Your goal:
Nothing in the data may be altered; copy it all exactly.
Extracted material: Begin
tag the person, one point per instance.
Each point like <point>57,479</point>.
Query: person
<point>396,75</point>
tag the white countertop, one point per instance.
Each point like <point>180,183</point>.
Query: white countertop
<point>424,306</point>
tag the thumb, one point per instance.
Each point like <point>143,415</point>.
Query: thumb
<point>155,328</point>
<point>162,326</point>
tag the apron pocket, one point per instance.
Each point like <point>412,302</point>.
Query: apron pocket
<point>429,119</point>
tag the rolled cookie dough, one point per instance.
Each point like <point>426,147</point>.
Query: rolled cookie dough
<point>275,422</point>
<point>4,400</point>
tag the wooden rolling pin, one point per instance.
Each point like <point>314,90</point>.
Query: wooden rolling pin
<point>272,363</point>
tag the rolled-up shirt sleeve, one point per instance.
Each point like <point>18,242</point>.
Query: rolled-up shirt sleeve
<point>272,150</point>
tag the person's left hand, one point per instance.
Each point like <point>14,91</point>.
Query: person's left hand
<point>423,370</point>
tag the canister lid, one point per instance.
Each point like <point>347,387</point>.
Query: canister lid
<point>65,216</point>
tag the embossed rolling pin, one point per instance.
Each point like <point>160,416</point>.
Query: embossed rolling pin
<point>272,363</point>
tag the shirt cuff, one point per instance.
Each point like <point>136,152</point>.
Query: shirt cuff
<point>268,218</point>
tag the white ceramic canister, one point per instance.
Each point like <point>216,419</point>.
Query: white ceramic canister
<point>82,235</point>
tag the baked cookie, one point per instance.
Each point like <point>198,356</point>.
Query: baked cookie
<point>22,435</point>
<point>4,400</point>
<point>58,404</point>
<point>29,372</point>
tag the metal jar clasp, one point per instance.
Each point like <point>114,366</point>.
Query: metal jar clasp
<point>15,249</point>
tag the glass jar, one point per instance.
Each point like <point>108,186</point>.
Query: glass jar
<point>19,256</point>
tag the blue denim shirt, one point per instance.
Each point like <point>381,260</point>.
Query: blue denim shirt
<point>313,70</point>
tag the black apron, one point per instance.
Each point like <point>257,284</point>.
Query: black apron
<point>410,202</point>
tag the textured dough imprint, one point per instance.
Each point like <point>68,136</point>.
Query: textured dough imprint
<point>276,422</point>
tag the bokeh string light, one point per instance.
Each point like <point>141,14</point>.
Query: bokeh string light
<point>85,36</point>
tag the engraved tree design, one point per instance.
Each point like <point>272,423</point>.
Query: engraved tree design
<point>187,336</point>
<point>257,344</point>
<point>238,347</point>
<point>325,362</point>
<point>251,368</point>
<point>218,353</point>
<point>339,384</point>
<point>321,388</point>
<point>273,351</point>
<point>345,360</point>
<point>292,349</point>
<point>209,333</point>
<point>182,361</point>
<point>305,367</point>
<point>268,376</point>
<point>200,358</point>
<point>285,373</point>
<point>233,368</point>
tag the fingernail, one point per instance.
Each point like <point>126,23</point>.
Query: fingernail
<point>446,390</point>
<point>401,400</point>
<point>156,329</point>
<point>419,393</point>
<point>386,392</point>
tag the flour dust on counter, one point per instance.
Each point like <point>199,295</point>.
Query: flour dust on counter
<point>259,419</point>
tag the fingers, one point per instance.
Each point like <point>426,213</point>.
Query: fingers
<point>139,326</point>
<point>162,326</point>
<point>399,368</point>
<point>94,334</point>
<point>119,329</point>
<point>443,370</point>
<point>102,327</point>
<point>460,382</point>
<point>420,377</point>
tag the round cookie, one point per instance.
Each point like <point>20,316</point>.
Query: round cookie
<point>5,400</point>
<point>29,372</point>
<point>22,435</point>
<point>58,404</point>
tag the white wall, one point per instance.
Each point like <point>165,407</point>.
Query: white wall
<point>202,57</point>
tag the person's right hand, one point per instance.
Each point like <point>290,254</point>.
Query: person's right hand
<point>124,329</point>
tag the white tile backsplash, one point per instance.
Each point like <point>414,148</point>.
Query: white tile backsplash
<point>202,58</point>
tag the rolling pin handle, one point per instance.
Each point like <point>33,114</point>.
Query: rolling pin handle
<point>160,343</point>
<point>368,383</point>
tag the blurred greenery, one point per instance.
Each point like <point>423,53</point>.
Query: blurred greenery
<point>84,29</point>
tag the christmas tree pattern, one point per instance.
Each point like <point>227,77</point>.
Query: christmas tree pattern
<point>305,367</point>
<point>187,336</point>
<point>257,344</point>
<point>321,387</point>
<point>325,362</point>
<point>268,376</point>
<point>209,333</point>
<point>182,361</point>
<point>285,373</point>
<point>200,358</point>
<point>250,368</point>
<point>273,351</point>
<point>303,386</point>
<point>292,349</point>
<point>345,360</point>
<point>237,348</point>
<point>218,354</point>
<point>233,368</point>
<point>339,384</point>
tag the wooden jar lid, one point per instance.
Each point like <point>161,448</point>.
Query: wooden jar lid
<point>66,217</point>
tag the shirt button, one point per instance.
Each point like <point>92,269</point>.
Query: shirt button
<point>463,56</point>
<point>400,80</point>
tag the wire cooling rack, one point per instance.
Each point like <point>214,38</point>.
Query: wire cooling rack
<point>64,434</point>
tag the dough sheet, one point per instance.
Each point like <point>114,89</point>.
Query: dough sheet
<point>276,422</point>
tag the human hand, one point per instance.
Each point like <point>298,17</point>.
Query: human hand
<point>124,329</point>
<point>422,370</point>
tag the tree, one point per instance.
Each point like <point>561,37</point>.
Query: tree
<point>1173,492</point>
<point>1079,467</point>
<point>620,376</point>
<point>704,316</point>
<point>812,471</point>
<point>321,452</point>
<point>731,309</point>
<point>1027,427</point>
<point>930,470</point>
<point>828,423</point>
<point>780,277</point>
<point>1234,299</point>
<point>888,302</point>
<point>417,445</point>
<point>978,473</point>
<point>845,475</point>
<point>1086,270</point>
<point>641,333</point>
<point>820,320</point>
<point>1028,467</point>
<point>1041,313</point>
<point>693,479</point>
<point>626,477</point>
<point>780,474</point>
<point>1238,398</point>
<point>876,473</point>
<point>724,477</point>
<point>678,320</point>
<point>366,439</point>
Extracted material: End
The completed task:
tag the person, one point per instance.
Each point like <point>57,479</point>.
Query: person
<point>396,75</point>
tag the white countertop, one point per instance.
Each point like <point>180,183</point>.
Query: white countertop
<point>424,306</point>
tag the thumb, one point per instance.
Each point like <point>143,415</point>.
Query: thumb
<point>155,328</point>
<point>162,326</point>
tag the apron pocket, one point per instance.
Each point like <point>412,302</point>.
Query: apron pocket
<point>429,119</point>
tag the rolled cookie dough, one point per instance.
Each point like <point>426,147</point>.
Query: rolled cookie dough
<point>275,422</point>
<point>4,400</point>
tag the wooden rolling pin, one point per instance.
Each point like <point>314,90</point>.
Query: wooden rolling pin
<point>272,363</point>
tag the rolled-up shirt sleeve, one point per instance.
Each point like <point>18,242</point>.
Query: rolled-up shirt sleeve
<point>272,150</point>
tag the person's left hand, one point per instance.
Each point like <point>14,91</point>.
Query: person's left hand
<point>423,370</point>
tag the canister lid, one point per instance.
Each point like <point>347,387</point>.
Query: canister lid
<point>65,216</point>
tag the embossed rolling pin, one point per instance.
Each point like <point>160,416</point>.
Query: embossed rolling pin
<point>272,363</point>
tag the shirt cuff, one point per instance.
Each point like <point>136,152</point>.
Query: shirt cuff
<point>268,218</point>
tag the white ceramic canister, one point per instance.
Each point like <point>216,419</point>.
Query: white ceramic canister
<point>82,235</point>
tag the baked cookie, one point per instance.
Each point like <point>198,356</point>.
Query: baked cookie
<point>22,435</point>
<point>4,400</point>
<point>58,404</point>
<point>29,372</point>
tag the metal jar clasp, one point per instance.
Each point like <point>114,366</point>.
Query: metal jar clasp
<point>15,249</point>
tag the glass jar, one point per instance.
Each point like <point>108,186</point>.
Query: glass jar
<point>19,256</point>
tag the blue denim shirt, one point per instance.
Each point like <point>381,260</point>.
Query: blue denim shirt
<point>313,70</point>
tag the black apron, one point per instance.
Each point like <point>257,284</point>.
Query: black apron
<point>410,202</point>
tag the textured dough imprint, one point per instance.
Each point like <point>68,136</point>.
Query: textured dough imprint
<point>276,422</point>
tag the bokeh string light, one point per instance.
Each point like <point>141,14</point>.
Query: bokeh string light
<point>85,36</point>
tag the engraved tree design, one point per instance.
Each point like <point>272,423</point>.
Query: engraved tree design
<point>187,336</point>
<point>257,344</point>
<point>238,347</point>
<point>325,362</point>
<point>251,368</point>
<point>218,353</point>
<point>339,384</point>
<point>321,388</point>
<point>273,351</point>
<point>345,360</point>
<point>292,349</point>
<point>209,333</point>
<point>182,361</point>
<point>305,367</point>
<point>268,376</point>
<point>200,358</point>
<point>285,373</point>
<point>233,368</point>
tag the fingernail, one point per instance.
Each point like <point>126,23</point>.
Query: fingernail
<point>446,390</point>
<point>401,400</point>
<point>156,329</point>
<point>419,393</point>
<point>386,392</point>
tag the flour dust on counter, one point per instance.
Each point like <point>199,295</point>.
Query: flour dust on counter
<point>259,419</point>
tag the fingers, one point per instance.
Each point like <point>426,213</point>.
Query: fingers
<point>139,326</point>
<point>162,326</point>
<point>399,368</point>
<point>94,334</point>
<point>119,329</point>
<point>443,370</point>
<point>102,327</point>
<point>460,382</point>
<point>420,377</point>
tag the round cookie, one point per instance.
Each point like <point>20,316</point>.
Query: round cookie
<point>5,400</point>
<point>29,372</point>
<point>22,435</point>
<point>58,404</point>
tag the white wall, one point per instance.
Each point like <point>165,407</point>.
Query: white wall
<point>202,57</point>
tag the person's right hand, one point per instance.
Each point like <point>290,254</point>.
Query: person's right hand
<point>124,329</point>
tag the white tile backsplash, one point per instance.
Each point like <point>414,148</point>.
Query: white tile backsplash
<point>202,58</point>
tag the rolling pin handle, one point per instance.
Each point like <point>33,114</point>.
Query: rolling pin handle
<point>160,343</point>
<point>368,383</point>
tag the blurred greenery, one point per instance.
Each point like <point>423,53</point>.
Query: blurred greenery
<point>84,29</point>
tag the christmas tree pattern, one point per instance.
Each point like <point>227,77</point>.
Query: christmas tree pattern
<point>305,367</point>
<point>187,336</point>
<point>257,344</point>
<point>321,387</point>
<point>325,362</point>
<point>268,376</point>
<point>209,333</point>
<point>182,361</point>
<point>285,373</point>
<point>200,358</point>
<point>250,368</point>
<point>273,351</point>
<point>303,386</point>
<point>292,349</point>
<point>345,360</point>
<point>237,348</point>
<point>218,354</point>
<point>233,368</point>
<point>339,384</point>
tag the wooden jar lid, one point per instance.
Each point like <point>161,448</point>.
Query: wooden jar lid
<point>66,217</point>
tag the shirt button, one point per instance.
Each point like <point>92,269</point>.
Query: shirt button
<point>463,56</point>
<point>400,80</point>
tag the wire cooling rack, one point per instance.
Each point like <point>214,38</point>.
Query: wire cooling rack
<point>64,434</point>
tag the dough sheet, one point per instance.
Each point like <point>114,89</point>.
Query: dough sheet
<point>276,422</point>
tag the human hand, one point per instance.
Each point like <point>298,17</point>.
Query: human hand
<point>124,329</point>
<point>422,370</point>
tag the tree, one point per instance.
Each point like <point>561,37</point>.
Query: tree
<point>1173,492</point>
<point>1079,467</point>
<point>620,376</point>
<point>704,316</point>
<point>812,471</point>
<point>321,452</point>
<point>731,309</point>
<point>1027,427</point>
<point>930,470</point>
<point>828,423</point>
<point>780,277</point>
<point>1234,299</point>
<point>888,302</point>
<point>417,445</point>
<point>978,473</point>
<point>845,475</point>
<point>1086,270</point>
<point>641,333</point>
<point>820,320</point>
<point>1028,467</point>
<point>1041,313</point>
<point>693,479</point>
<point>626,477</point>
<point>780,474</point>
<point>1238,398</point>
<point>876,473</point>
<point>724,477</point>
<point>678,320</point>
<point>366,439</point>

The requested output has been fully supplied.